• [BRIEF]: Reproduce each of the entries below word for word, leaving every line unchanged.

• [RECORD LIST]:
========================

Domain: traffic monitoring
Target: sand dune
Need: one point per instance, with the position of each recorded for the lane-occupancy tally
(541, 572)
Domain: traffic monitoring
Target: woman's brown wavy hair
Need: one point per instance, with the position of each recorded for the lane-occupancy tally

========================

• [EXERCISE OUTPUT]:
Domain: traffic monitoring
Target: sand dune
Need: one point per instance, with the position of each recorded for the lane-occupancy tally
(541, 572)
Domain: traffic monitoring
Target: woman's brown wavy hair
Need: one point per instance, with the position of each recorded for the lane-occupancy tally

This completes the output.